Supplied material:
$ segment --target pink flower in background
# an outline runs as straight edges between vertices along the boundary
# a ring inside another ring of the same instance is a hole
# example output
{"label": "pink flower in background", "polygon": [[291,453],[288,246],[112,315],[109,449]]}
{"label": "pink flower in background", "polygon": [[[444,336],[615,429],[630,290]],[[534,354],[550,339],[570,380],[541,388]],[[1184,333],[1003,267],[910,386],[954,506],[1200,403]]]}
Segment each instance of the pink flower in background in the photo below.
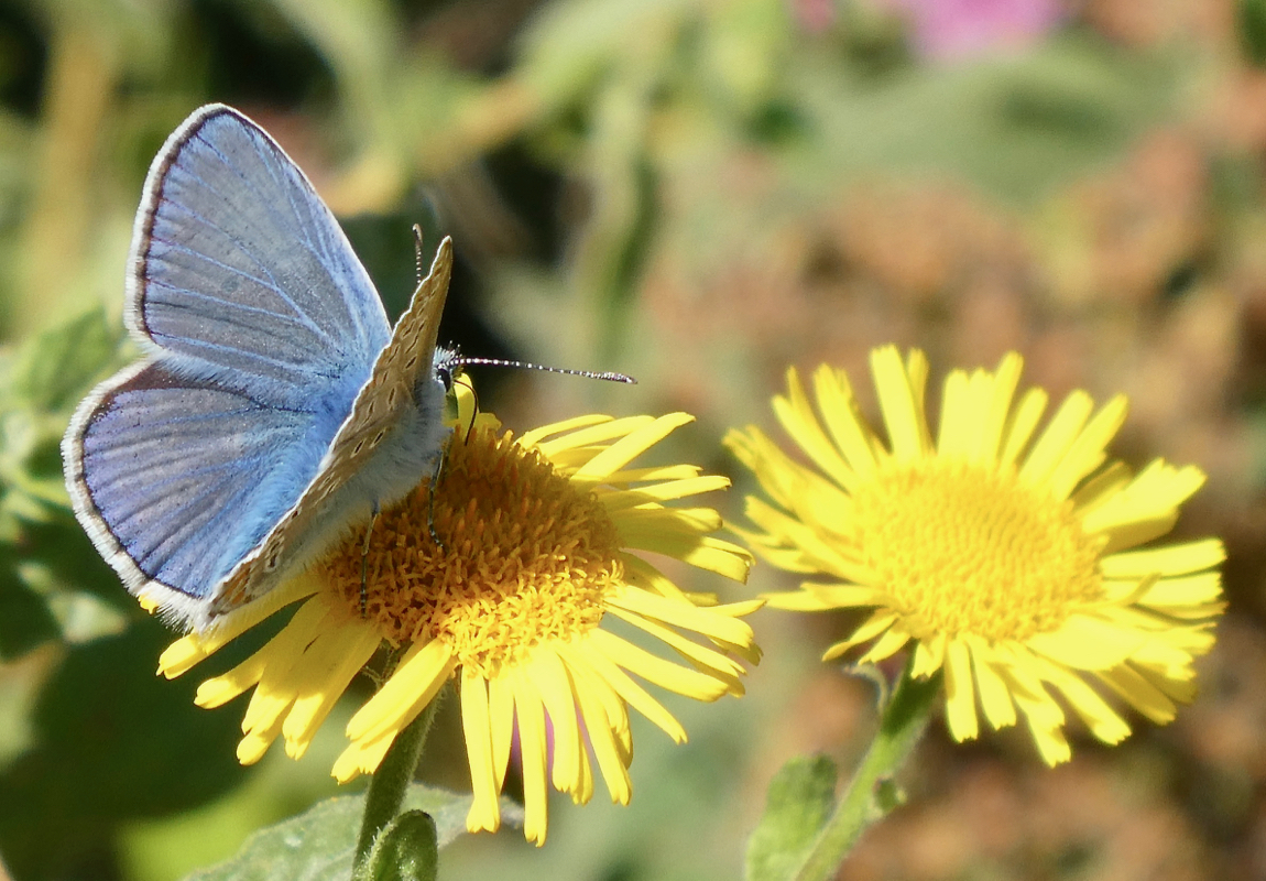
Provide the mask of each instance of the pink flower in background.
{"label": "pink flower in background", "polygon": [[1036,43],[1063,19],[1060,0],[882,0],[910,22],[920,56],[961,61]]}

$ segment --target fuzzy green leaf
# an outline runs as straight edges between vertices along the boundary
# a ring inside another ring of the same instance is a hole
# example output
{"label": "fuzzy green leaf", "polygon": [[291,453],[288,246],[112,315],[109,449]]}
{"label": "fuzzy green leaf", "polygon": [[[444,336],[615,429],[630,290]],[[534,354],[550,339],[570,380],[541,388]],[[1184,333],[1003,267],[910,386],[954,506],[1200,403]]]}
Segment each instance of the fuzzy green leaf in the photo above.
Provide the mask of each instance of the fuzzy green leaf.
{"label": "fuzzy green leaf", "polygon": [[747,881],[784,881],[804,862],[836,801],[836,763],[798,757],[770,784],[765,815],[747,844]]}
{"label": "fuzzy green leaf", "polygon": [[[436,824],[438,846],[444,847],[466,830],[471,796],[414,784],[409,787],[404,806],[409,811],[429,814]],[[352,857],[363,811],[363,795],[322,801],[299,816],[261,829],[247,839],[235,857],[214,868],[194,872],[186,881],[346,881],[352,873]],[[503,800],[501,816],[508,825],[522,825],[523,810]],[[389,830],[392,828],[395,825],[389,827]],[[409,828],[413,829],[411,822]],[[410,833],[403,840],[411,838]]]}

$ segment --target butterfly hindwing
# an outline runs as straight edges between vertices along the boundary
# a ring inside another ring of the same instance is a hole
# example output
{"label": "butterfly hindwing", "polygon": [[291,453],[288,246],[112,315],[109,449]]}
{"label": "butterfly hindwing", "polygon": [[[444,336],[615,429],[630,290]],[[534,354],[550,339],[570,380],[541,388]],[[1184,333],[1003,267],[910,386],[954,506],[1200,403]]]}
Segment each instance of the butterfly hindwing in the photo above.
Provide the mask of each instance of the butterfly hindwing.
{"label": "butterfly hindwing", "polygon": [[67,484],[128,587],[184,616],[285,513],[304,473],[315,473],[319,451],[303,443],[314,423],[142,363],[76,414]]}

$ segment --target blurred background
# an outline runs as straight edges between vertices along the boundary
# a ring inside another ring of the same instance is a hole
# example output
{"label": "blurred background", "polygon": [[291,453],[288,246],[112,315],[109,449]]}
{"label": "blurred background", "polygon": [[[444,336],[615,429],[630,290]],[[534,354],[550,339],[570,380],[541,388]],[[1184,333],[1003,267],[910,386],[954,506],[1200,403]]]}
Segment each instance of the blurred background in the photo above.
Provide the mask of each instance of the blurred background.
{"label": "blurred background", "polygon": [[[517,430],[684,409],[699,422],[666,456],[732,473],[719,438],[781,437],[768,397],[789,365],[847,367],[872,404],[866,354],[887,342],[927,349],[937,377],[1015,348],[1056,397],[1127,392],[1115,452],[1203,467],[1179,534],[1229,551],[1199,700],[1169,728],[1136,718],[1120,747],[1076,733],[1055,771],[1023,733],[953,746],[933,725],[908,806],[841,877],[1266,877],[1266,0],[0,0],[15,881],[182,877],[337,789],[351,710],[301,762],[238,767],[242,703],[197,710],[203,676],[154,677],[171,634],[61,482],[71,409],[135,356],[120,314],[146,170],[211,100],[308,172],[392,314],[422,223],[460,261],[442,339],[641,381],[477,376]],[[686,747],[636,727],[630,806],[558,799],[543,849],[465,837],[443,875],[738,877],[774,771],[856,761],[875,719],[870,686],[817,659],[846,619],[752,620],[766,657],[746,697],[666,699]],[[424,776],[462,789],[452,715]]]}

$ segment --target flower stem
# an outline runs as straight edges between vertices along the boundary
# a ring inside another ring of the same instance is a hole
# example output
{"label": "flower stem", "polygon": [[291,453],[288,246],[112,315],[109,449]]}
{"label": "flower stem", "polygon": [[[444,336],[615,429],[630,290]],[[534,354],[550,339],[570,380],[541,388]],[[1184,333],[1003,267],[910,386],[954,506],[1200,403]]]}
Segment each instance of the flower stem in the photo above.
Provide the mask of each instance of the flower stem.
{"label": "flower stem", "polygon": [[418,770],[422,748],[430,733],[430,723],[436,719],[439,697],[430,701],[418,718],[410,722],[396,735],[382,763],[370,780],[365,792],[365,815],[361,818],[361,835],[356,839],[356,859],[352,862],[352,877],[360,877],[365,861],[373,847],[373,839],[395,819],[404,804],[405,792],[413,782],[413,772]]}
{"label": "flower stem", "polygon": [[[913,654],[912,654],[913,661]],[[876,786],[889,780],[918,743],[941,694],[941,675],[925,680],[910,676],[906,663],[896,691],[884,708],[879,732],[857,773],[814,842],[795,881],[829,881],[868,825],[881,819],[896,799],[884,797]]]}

Written instruction: Return every line unchanged, from the line containing "--target blurred background" through the line containing "Provide the mask of each instance of the blurred", including both of those lines.

Expected output:
$ segment --target blurred background
# an outline runs as straight edges between vertices along the boundary
# a ring inside another ring of the same instance is a hole
# example output
{"label": "blurred background", "polygon": [[291,453],[288,246],[112,315],[109,449]]}
{"label": "blurred background", "polygon": [[[444,336],[615,429],[630,290]],[[534,354],[550,339],[570,380],[541,388]],[[1184,333],[1003,267],[910,386],[954,506],[1200,403]]]}
Segment each instance of the blurred background in the photo above.
Provide the mask of each instance of the blurred background.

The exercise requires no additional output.